[[ AVAILABLE DATA open ]]

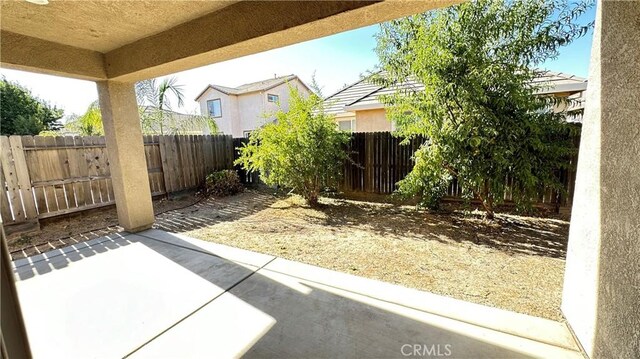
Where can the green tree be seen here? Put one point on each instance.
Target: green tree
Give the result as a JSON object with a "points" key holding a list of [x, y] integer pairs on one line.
{"points": [[88, 124], [478, 109], [158, 95], [23, 114], [302, 150]]}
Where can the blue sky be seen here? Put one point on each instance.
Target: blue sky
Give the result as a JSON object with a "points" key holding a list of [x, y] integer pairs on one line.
{"points": [[337, 60]]}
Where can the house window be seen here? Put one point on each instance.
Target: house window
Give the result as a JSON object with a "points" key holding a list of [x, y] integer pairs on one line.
{"points": [[347, 125], [215, 108]]}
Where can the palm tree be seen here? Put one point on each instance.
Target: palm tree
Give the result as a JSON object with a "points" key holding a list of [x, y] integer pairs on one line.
{"points": [[158, 95]]}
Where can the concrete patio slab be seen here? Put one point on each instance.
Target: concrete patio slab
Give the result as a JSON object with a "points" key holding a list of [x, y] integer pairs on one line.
{"points": [[107, 299], [161, 295]]}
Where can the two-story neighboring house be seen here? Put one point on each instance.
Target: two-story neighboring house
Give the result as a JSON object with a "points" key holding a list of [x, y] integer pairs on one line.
{"points": [[357, 107], [240, 110]]}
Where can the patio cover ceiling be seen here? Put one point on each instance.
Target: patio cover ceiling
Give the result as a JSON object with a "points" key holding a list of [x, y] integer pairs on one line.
{"points": [[134, 40]]}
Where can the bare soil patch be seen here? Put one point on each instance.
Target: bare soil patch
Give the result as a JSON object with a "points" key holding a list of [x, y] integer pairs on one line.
{"points": [[515, 263]]}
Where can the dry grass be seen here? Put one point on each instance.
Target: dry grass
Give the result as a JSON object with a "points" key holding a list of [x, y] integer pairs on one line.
{"points": [[515, 263]]}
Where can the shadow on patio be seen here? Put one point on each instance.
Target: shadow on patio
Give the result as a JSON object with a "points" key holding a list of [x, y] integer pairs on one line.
{"points": [[157, 294]]}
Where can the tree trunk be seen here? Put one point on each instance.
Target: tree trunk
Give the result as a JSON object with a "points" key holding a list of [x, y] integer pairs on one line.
{"points": [[487, 202], [313, 200]]}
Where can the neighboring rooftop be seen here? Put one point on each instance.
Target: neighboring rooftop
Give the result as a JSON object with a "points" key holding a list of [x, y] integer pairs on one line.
{"points": [[364, 94], [262, 85]]}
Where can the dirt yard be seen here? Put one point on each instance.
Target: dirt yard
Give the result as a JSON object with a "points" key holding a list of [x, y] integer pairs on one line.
{"points": [[515, 263]]}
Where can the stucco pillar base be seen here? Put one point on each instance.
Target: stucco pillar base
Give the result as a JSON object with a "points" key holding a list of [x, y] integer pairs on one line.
{"points": [[126, 155], [601, 294]]}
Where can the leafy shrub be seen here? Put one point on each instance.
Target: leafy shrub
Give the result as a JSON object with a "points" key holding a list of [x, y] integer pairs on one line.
{"points": [[223, 183], [302, 150]]}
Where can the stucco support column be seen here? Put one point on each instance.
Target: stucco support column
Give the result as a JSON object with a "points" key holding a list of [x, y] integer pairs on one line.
{"points": [[126, 154], [601, 294]]}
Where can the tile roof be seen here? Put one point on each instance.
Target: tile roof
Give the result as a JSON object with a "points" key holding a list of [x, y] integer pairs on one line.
{"points": [[364, 94]]}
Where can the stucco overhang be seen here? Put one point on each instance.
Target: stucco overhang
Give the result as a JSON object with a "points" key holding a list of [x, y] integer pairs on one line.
{"points": [[134, 40]]}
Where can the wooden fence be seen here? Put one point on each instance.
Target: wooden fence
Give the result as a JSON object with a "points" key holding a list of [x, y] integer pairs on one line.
{"points": [[378, 162], [50, 176]]}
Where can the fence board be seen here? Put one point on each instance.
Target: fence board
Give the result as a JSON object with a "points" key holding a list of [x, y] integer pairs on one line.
{"points": [[24, 180]]}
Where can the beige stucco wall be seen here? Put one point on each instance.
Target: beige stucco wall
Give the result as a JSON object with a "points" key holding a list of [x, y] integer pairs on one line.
{"points": [[601, 293], [372, 121], [229, 106], [245, 112]]}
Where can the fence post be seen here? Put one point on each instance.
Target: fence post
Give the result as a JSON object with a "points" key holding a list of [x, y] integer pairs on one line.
{"points": [[24, 180]]}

[[ AVAILABLE DATA closed ]]

■ BRIEF ■
Every line in the data above that includes the word "stucco" should be copied.

■ ANSWER TO THIS PROBLEM ■
Where can the stucco pillar base be seen here? Put one point on each instance.
Target: stucco pillar base
Where can the stucco support column be seen here? Put one point on each instance.
Target: stucco support column
Where can the stucco overhang be seen here? Put one point on each instance.
Target: stucco overhang
Where can the beige stucco wall be seen here? Put one point on each instance.
Target: beige stucco wall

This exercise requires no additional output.